DATA SHOWN ->
▬▬▬▬▬▬
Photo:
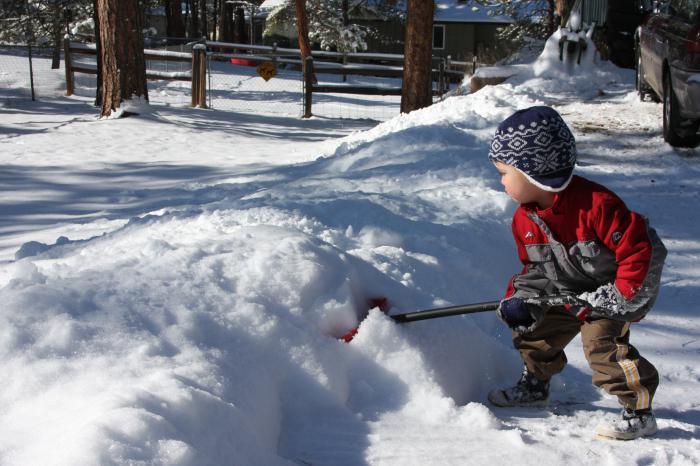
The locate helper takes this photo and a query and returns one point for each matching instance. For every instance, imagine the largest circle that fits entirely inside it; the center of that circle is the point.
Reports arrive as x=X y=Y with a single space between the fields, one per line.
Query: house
x=461 y=29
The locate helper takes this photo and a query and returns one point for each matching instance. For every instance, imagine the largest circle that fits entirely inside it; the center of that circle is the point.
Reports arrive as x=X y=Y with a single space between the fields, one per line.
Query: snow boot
x=528 y=392
x=632 y=425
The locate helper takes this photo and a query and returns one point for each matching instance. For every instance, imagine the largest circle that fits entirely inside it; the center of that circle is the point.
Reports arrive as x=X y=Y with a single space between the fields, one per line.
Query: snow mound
x=205 y=334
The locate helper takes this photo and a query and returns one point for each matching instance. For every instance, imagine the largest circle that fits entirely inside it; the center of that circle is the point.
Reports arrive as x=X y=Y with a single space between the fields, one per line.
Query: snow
x=171 y=284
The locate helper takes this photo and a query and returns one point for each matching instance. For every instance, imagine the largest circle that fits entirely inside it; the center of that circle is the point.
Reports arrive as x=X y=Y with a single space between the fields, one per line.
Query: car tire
x=674 y=133
x=643 y=89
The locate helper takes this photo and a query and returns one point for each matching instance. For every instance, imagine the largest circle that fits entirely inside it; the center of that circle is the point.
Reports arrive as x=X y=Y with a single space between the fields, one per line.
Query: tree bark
▬▬▬▬▬▬
GOAL ->
Reproduce the rows from their start through the line holding "x=632 y=425", inclusive, with the requests kept unchanged and the pictures left out. Scale every point coordinate in the answers by 1.8 and round each to a whole number, with halves rounding up.

EXERCISE SOLUTION ->
Photo:
The locate helper takes this photo and a query and returns one point for each matching instance. For every instance, imagine the largest circle that fits entirely inside it; the center of that circle is the point.
Reports arrive as x=X y=Y with a single space between the fields, one per line.
Query: house
x=830 y=52
The locate helper takes this photo and a query and returns one point for each matching instance. For every instance, imagine the largest circle that fits entirely inside it; the center of that circle is the point.
Reports arrive as x=X y=Y with a single space between the fields, one per line.
Query: snow boot
x=950 y=706
x=1138 y=765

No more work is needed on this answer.